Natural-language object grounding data
- Opening Delimiter -

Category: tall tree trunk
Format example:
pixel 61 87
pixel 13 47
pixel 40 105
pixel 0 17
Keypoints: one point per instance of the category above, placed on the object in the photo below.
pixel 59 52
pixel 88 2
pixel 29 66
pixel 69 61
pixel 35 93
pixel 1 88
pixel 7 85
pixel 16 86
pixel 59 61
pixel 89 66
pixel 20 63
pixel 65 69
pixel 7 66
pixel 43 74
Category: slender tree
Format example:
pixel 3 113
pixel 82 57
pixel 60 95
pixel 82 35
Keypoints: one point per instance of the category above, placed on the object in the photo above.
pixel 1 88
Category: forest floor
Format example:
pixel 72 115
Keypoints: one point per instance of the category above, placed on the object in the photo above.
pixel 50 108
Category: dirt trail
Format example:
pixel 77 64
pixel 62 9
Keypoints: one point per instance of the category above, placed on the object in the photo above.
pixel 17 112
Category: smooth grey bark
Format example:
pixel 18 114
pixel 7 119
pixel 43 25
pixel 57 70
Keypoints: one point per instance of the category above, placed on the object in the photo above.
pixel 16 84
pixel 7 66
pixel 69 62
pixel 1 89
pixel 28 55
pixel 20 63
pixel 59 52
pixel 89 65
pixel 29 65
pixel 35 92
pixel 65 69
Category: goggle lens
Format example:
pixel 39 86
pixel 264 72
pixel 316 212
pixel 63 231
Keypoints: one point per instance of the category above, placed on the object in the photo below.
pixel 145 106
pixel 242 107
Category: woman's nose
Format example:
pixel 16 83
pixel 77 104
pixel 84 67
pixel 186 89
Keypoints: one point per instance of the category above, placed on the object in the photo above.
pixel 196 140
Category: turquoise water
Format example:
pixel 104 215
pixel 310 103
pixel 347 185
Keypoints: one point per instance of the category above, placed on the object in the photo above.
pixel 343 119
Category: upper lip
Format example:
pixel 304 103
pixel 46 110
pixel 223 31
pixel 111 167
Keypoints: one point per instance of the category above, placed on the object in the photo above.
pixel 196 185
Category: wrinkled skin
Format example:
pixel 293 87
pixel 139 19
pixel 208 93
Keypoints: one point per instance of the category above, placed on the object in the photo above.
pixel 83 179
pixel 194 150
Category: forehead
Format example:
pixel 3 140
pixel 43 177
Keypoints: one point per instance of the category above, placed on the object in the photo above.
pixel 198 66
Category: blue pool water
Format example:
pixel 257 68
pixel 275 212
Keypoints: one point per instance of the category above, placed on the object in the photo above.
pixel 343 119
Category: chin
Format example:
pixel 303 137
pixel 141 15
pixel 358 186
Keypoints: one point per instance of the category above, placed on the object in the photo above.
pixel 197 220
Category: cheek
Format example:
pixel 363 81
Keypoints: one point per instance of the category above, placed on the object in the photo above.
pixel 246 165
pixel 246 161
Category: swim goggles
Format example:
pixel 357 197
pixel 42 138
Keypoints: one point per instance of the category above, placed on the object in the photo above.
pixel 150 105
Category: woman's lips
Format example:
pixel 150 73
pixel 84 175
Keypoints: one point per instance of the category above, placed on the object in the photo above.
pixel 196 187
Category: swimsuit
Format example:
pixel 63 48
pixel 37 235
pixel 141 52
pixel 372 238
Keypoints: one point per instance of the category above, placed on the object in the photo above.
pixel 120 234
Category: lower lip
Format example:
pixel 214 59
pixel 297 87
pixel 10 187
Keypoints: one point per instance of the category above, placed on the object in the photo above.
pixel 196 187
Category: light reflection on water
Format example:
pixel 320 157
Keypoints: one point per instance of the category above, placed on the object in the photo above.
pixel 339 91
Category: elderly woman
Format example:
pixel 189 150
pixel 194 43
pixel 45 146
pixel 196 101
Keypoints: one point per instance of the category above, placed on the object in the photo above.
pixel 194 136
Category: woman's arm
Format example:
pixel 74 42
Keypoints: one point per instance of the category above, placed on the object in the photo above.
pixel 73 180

- Closing Delimiter -

## PROBLEM:
Make an exact copy of the data above.

## WRITTEN SOLUTION:
Category: tall tree trunk
Format example:
pixel 61 87
pixel 13 47
pixel 40 105
pixel 0 17
Keypoints: one point per instance of the category above, placed on the object in the photo below.
pixel 59 52
pixel 88 2
pixel 29 66
pixel 69 61
pixel 35 93
pixel 1 88
pixel 7 85
pixel 16 86
pixel 59 61
pixel 89 66
pixel 20 63
pixel 65 69
pixel 7 66
pixel 43 74
Category: slender tree
Format example:
pixel 3 113
pixel 82 57
pixel 60 95
pixel 82 35
Keypoints: one point per instance of the category above, placed on the object in the photo above.
pixel 1 88
Category: forest floor
Format example:
pixel 72 115
Keypoints: one point per instance of the category above, placed on the object in the photo above.
pixel 50 108
Category: dirt trail
Format example:
pixel 77 64
pixel 62 9
Keypoints: one point per instance of the category above, placed on the object in the photo above.
pixel 17 112
Category: smooth grey bark
Format example:
pixel 18 114
pixel 7 119
pixel 43 25
pixel 57 70
Keypoints: one point per instance of the category above, placed on the object in the photo above.
pixel 16 84
pixel 7 66
pixel 69 62
pixel 1 89
pixel 28 55
pixel 20 63
pixel 59 52
pixel 89 65
pixel 29 65
pixel 35 92
pixel 65 69
Category: goggle lens
Format example:
pixel 39 86
pixel 264 72
pixel 316 212
pixel 63 231
Keypoints: one point per instance of the category above, placed on the object in the photo below.
pixel 145 106
pixel 242 107
Category: woman's nose
Format example:
pixel 16 83
pixel 77 104
pixel 84 67
pixel 186 89
Keypoints: one point per instance of the category above, placed on the object in the photo above.
pixel 196 140
Category: turquoise water
Format example:
pixel 104 215
pixel 310 103
pixel 347 185
Keypoints: one point per instance of the category above, placed on the object in the photo above.
pixel 343 119
Category: upper lip
Format example:
pixel 304 103
pixel 46 110
pixel 223 31
pixel 111 167
Keypoints: one point per instance of the category above, placed on the object in the photo above.
pixel 196 185
Category: wrinkled skin
Format example:
pixel 293 87
pixel 139 19
pixel 208 93
Keypoints: one point per instance of the category above, placed on the object in the photo above.
pixel 83 179
pixel 194 150
Category: forehead
Format example:
pixel 3 140
pixel 43 177
Keypoints: one point per instance of the category above, placed on the object in the photo above.
pixel 198 66
Category: blue pool water
Format example:
pixel 257 68
pixel 275 212
Keypoints: one point per instance of the category above, placed on the object in the photo above.
pixel 343 119
Category: chin
Format example:
pixel 303 137
pixel 141 15
pixel 358 186
Keypoints: one point per instance of the category above, placed on the object in the photo above.
pixel 197 220
Category: cheek
Format example:
pixel 363 81
Keypoints: one point per instance of the category above, placed on the object in the photo above.
pixel 246 165
pixel 246 161
Category: swim goggles
Format example:
pixel 357 197
pixel 42 138
Keypoints: one point per instance of the category above, placed on the object in the photo above.
pixel 150 105
Category: woman's lips
Format example:
pixel 150 73
pixel 84 175
Keypoints: one point per instance of the category above, placed on the object in the photo above.
pixel 196 187
Category: swimsuit
Format example:
pixel 63 48
pixel 37 235
pixel 141 52
pixel 372 238
Keypoints: one point per instance of the category above, placed on the object in the photo above.
pixel 120 234
Category: lower lip
Format example:
pixel 214 59
pixel 297 87
pixel 10 187
Keypoints: one point per instance of the category above, placed on the object in the photo above.
pixel 196 187
Category: light reflection on water
Format example:
pixel 320 157
Keypoints: one point per instance of the category above, placed on the object in the photo above.
pixel 339 91
Category: elderly woman
Format example:
pixel 189 150
pixel 194 43
pixel 45 146
pixel 196 101
Keypoints: one point per instance of the category above, placed on the object in the photo above.
pixel 194 136
Category: woman's arm
Format example:
pixel 74 42
Keypoints: one point per instance of the category above, placed on the object in the photo above.
pixel 73 180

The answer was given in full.